# İstenen görev A:
Tarım ve su sorununu anlatan metinde Mahmut Eskiyörük'e göre suyu en çok tüketen tesis hangisidir?
# İstenen görev B:
Tarım ve su sorununu anlatan metni kaldığı yerden sürdürün.

Türkiye de herkes, ‘ben iktidara gelince borçlarınızı sileceğim, faizlerinizi
sileceğim’ diyor, bugüne kadar çiftçiye, üreticiye oy deposu olarak bakıldı.
İyi niyetle bir şeyler yapılmaya çalışıldıkça batıyoruz. Burası Anadolu,
Saksağan kargası vardır zıplar, başkasının yürüyüşünü taklit edeceğim derken
kendi yürüyüşünü kaybetmiş. Türkiye kendi politikasını oluşturmalı, bırakın
Bakanı hükümet değişse tarım politikası değişmemeli. Türkler biraz geç anlıyor,
Almanya’da güneş panellerini gördüm, Türkiye’de güneş var” dedi.
“BELEDİYELER SÜT ALIP
PEYNİR YAPMAZ”
Türkiye’nin su sorununa odaklanması gerektiğini vurgulayan
Mahmut Eskiyörük, “Küçük Menderes’te su dibe vurdu, böyle giderse su kalmayınca
tarım, hayvancılık, sanayi bitecek. Daha önceden tedbir alınmalıydı, biz akan
suları seyrettik. Bunun çözümü bulunmalı. Şu an tarım yerel ve genel hükümetin
doğru uygulamalarıyla kendini toplar, biz birkaç yıl içinde dünyaya kafa
tutacak noktaya geliriz çünkü malzememiz zengin. Bunu oluşturamadık. Suyla
ilgili büyük bir çalıştay yapılmalı ve çözüm bulunmalı. Türkiye’de yaşanan her
şey plansız. ‘Su’ diyorum, ‘ova kurudu’ diyorum ama birileri bizim ovamızın
ortasına kağıt fabrikası kurmuş. Kağıt fabrikası suyu en çok tüketendir. Devlet
‘benim yolum artık tarımdır’ demeli, belediye başkanları ‘önce kırsalın
sorunlarını çözeceğim’ demeli. Kınık’tan başlayalım, kırsalın sorununu çözmeden
merkezin sorununu çözemezsiniz. Devletin işi, belediyenin işi fabrika kurmak
değil, devlet destek verir. Belediyeler süt alıp peynir, salça, yoğurt yapmaz!

# Ham kayıtlar:
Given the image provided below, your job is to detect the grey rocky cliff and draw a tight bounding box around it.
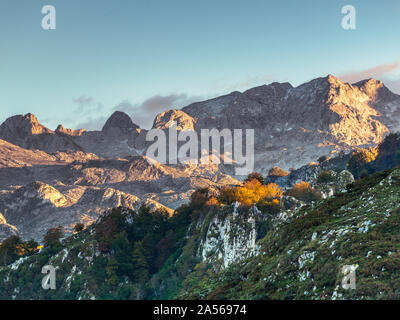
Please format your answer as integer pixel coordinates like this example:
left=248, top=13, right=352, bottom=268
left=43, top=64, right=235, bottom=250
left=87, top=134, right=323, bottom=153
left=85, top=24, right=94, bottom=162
left=0, top=212, right=18, bottom=242
left=197, top=203, right=268, bottom=269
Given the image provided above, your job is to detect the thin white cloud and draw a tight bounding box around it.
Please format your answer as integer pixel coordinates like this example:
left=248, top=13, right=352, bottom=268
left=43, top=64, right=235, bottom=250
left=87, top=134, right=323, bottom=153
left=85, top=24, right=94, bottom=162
left=338, top=60, right=400, bottom=93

# Sonuç A:
Kağıt fabrikası.

# Sonuç B:
Belediyeler destekler. Bakın İzmir Büyükşehir Belediyesi bize omuz verdi, Tire süt
markası doğdu. 2 bin üretici karnını doyuruyor” dedi.
“SÜTTEN DONDURMA
YAPACAĞIZ”
Dondurmanın peynir ve yoğurttan daha çok kazandırdığını ve
dondurma üretimine geçeceklerini açıklayan Eskiyörük, “Biz yatırımlarımızı
yaparken ortaklarımızdan para kazanmıyoruz, dışarıdan para kazanıp onlara
kazandırıyoruz. Biz peynirle başladık tutmadı, çünkü her sütten peynir olur
hatta kötü sütten peynir daha güzel olur. Bizim sütümüz AB kalitesinin üstünde.
Biz de yoğurda döndük. Arkadaşlarımız araştırdı, dondurma peynirden, yoğurttan
daha çok kazandırıyormuş dondurmaya döndük. Sütten dondurma yapacağız. Umarım
Pazar yaratırız orada” dedi.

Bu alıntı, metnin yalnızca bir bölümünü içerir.